Supplied entries:
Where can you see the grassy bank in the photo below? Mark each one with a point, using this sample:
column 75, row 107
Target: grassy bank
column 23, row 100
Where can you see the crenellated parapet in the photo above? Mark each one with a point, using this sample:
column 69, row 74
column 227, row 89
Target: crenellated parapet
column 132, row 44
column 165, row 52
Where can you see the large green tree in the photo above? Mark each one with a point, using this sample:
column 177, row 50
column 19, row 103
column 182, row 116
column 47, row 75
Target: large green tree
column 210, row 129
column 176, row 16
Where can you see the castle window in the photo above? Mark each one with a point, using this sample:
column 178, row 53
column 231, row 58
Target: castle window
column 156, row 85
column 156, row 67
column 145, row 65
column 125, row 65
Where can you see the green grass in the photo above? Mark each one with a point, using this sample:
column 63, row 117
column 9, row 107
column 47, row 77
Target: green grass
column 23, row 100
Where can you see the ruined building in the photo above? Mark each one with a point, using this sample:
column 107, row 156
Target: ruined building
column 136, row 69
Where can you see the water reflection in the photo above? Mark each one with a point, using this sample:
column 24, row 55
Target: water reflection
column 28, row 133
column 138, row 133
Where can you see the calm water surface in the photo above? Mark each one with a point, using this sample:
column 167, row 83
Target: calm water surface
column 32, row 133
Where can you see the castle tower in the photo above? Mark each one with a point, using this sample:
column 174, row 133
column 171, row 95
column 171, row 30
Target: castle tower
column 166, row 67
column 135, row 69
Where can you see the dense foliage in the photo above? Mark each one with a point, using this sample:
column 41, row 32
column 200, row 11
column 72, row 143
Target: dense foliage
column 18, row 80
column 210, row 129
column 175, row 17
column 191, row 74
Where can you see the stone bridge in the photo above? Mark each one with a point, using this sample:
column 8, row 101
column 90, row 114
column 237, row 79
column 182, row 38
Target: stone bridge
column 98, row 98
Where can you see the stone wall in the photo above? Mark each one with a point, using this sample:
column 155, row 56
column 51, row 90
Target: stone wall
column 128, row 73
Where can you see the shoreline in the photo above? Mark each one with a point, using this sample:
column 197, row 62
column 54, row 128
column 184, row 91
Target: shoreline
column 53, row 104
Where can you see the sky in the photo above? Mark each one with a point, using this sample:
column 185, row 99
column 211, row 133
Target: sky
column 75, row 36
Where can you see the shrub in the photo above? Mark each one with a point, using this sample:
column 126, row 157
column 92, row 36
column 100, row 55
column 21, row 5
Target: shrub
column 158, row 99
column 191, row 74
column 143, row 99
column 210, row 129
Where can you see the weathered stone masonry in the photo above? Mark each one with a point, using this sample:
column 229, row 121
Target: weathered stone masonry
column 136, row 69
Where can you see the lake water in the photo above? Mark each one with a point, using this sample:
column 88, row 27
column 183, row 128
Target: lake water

Short task:
Please retype the material above line for line without any change, starting with its first line and going on through the line with "column 176, row 16".

The answer:
Where can you see the grassy bank in the photo below? Mark each one with a point, using this sample:
column 75, row 107
Target: grassy bank
column 23, row 100
Where can you see the crenellated parapet in the photo above? Mark each one with a point, using this sample:
column 69, row 74
column 227, row 89
Target: crenellated parapet
column 132, row 44
column 165, row 52
Where can you see the large green tree in the photo above? Mark each one with a point, using this sample:
column 177, row 50
column 19, row 103
column 182, row 116
column 47, row 75
Target: large green tree
column 210, row 129
column 176, row 16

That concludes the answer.